(Text section)
Traffic on the Long Island Expressway near Melville.

Traffic on the Long Island Expressway near Melville. (Sept. 17, 2010) Credit: Jim Staubitser

Suffolk County continues to have the worst measured smog problem in the state, and pollution from soot, diesel exhaust and other sources is on the rise, the American Lung Association has found.

In its annual State of the Air report card released Wednesday, the Lung Association gave Suffolk an "F" for the 13th year in a row for ozone, the primary ingredient in smog.

Nassau County doesn't measure ozone but adjacent Queens County does and received a "D."

"There's very little question in my mind residents in Nassau County are breathing very unhealthy air. The question is how bad is it?" said Michael Seilback, of the American Lung Association of the Northeast.

(Supplied information)

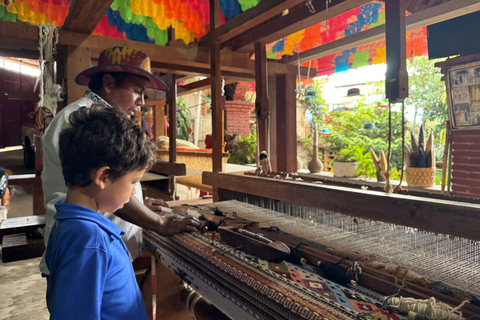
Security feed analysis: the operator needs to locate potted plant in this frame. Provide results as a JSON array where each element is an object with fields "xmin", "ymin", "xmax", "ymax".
[
  {"xmin": 403, "ymin": 126, "xmax": 436, "ymax": 187},
  {"xmin": 297, "ymin": 82, "xmax": 325, "ymax": 173},
  {"xmin": 333, "ymin": 147, "xmax": 358, "ymax": 178}
]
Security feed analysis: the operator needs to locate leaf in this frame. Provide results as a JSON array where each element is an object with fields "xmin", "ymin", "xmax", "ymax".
[
  {"xmin": 370, "ymin": 149, "xmax": 381, "ymax": 171},
  {"xmin": 380, "ymin": 150, "xmax": 388, "ymax": 171},
  {"xmin": 418, "ymin": 125, "xmax": 425, "ymax": 151},
  {"xmin": 410, "ymin": 131, "xmax": 419, "ymax": 153},
  {"xmin": 403, "ymin": 144, "xmax": 412, "ymax": 167}
]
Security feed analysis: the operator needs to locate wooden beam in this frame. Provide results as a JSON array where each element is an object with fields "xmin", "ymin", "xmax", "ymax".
[
  {"xmin": 5, "ymin": 91, "xmax": 38, "ymax": 103},
  {"xmin": 62, "ymin": 0, "xmax": 113, "ymax": 34},
  {"xmin": 200, "ymin": 0, "xmax": 305, "ymax": 45},
  {"xmin": 202, "ymin": 172, "xmax": 480, "ymax": 241},
  {"xmin": 210, "ymin": 41, "xmax": 224, "ymax": 172},
  {"xmin": 273, "ymin": 75, "xmax": 297, "ymax": 172},
  {"xmin": 385, "ymin": 0, "xmax": 408, "ymax": 103},
  {"xmin": 232, "ymin": 0, "xmax": 370, "ymax": 52},
  {"xmin": 177, "ymin": 78, "xmax": 237, "ymax": 96},
  {"xmin": 0, "ymin": 21, "xmax": 307, "ymax": 76},
  {"xmin": 281, "ymin": 0, "xmax": 480, "ymax": 64},
  {"xmin": 151, "ymin": 61, "xmax": 253, "ymax": 81},
  {"xmin": 150, "ymin": 160, "xmax": 187, "ymax": 176},
  {"xmin": 255, "ymin": 42, "xmax": 270, "ymax": 155}
]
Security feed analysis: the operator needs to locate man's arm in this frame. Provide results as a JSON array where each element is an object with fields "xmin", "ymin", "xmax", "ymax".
[{"xmin": 115, "ymin": 196, "xmax": 201, "ymax": 236}]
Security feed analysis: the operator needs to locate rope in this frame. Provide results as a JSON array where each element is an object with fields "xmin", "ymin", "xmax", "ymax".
[
  {"xmin": 395, "ymin": 100, "xmax": 405, "ymax": 192},
  {"xmin": 385, "ymin": 297, "xmax": 469, "ymax": 320},
  {"xmin": 37, "ymin": 24, "xmax": 59, "ymax": 113}
]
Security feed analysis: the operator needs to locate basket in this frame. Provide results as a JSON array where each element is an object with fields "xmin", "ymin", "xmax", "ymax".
[{"xmin": 405, "ymin": 167, "xmax": 435, "ymax": 187}]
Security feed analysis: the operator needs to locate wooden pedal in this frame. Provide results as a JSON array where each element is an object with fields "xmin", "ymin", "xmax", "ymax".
[
  {"xmin": 2, "ymin": 234, "xmax": 45, "ymax": 263},
  {"xmin": 0, "ymin": 215, "xmax": 45, "ymax": 244}
]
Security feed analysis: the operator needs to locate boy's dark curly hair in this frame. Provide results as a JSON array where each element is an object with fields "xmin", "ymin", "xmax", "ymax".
[{"xmin": 59, "ymin": 105, "xmax": 156, "ymax": 188}]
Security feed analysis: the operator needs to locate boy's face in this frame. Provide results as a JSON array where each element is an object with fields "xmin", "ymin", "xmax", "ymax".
[
  {"xmin": 96, "ymin": 169, "xmax": 145, "ymax": 213},
  {"xmin": 107, "ymin": 75, "xmax": 148, "ymax": 117}
]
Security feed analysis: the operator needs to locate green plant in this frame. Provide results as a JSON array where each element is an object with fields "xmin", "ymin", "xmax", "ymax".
[
  {"xmin": 226, "ymin": 132, "xmax": 257, "ymax": 164},
  {"xmin": 177, "ymin": 99, "xmax": 192, "ymax": 141},
  {"xmin": 323, "ymin": 90, "xmax": 402, "ymax": 167},
  {"xmin": 333, "ymin": 146, "xmax": 358, "ymax": 162},
  {"xmin": 297, "ymin": 81, "xmax": 327, "ymax": 133}
]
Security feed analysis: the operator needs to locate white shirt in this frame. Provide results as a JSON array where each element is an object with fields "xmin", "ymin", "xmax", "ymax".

(Tasks)
(a) In the text on Long Island air quality, which grade did Queens County receive?
(b) Extend the text on Long Island air quality past its final sentence.

(Task responses)
(a) A "D."

(b)
In 2011, Suffolk monitors recorded 33 days of unhealthy ozone levels for sensitive groups, such as young children and asthmatics. In 2010, 34 days exceeded federal standards.

Ozone, a gas, forms when emissions from factory and power-plant smokestacks and car and truck tailpipes react with sunlight. Inhaling the pollution can cause wheezing, shortness of breath and chest pains, said Luis Rodriguez, a pediatric pulmonologist in Brooklyn and a Lung Association board member. He likened ozone exposure to "a sunburn on the lungs."

While Suffolk's failing ozone grade hasn't changed, air quality in some areas in New York has improved. In 2010, 16 of the 34 counties where the gas is measured got an "F." Only six counties flunked that test last year, the report found.

The report also graded levels of particle pollution, based on data from 2008 to 2010. Those pollutants range from ash and soot to exhaust, chemicals and metals, and can cause serious health problems including cancer.

Suffolk earned an acceptable "B" grade for particle pollution last year, down from an "A" in 2010. Nassau received a "B" both years.

Nationally, 127 million Americans live in counties with poor air quality, said air quality expert Janice E. Nolen, who authored the report. Of those, 3.2 million are New Yorkers.

Areas with heavy traffic tend to have high levels of pollution, though faraway places with coal-fired power plants contribute.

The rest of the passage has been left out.